• [Problem to work on]:
Copy the entries below word for word, starting at the line that contains "Report the location of each instance of the white" and ending with the last line of the entries, both included.

----

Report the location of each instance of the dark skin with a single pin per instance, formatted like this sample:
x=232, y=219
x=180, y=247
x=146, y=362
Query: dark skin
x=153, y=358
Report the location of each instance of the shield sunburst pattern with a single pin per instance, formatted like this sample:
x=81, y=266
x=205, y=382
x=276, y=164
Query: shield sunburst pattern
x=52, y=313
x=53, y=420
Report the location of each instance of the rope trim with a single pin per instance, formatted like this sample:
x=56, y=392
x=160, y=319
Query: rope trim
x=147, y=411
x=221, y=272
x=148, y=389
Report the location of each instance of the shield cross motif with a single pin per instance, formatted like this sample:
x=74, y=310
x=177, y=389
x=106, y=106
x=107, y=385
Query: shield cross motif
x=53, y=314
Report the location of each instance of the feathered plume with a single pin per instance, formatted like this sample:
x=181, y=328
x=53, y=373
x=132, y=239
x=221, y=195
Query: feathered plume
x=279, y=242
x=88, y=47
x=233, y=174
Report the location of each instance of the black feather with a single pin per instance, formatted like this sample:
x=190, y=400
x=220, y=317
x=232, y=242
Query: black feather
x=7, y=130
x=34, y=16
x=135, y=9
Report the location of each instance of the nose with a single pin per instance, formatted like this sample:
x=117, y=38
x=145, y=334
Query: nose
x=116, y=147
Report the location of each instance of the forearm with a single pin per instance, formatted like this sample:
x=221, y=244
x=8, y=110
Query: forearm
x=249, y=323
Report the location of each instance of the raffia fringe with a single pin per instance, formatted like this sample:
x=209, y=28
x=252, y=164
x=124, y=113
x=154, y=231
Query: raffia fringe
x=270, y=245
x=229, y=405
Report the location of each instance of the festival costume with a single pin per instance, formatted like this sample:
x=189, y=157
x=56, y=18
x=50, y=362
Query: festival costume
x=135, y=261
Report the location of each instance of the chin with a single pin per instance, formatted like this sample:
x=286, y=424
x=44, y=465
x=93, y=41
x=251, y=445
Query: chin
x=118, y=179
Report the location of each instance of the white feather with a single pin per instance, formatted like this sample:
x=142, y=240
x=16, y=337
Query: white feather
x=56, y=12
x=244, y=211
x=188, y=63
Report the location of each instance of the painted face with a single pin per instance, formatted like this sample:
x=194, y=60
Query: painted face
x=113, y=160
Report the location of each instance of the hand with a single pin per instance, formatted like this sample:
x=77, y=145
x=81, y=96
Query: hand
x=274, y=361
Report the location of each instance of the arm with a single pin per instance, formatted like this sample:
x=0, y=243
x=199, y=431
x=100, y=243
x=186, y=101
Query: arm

----

• [Solution to this task]:
Report the location of each instance of the white feather with a single pin per instance, formatted like this sample:
x=142, y=240
x=16, y=337
Query: white feather
x=56, y=12
x=244, y=211
x=188, y=63
Report the location of each instance of the painted face with a single pin per instance, formatted like this sample:
x=194, y=60
Query: painted face
x=113, y=160
Report the location of each instance of the hand with a single pin per instance, formatted like this sample:
x=77, y=145
x=81, y=96
Query: hand
x=274, y=361
Report the location of each instance of the arm with a single pin per instance, formatted like this sample:
x=0, y=243
x=199, y=431
x=100, y=243
x=186, y=101
Query: arm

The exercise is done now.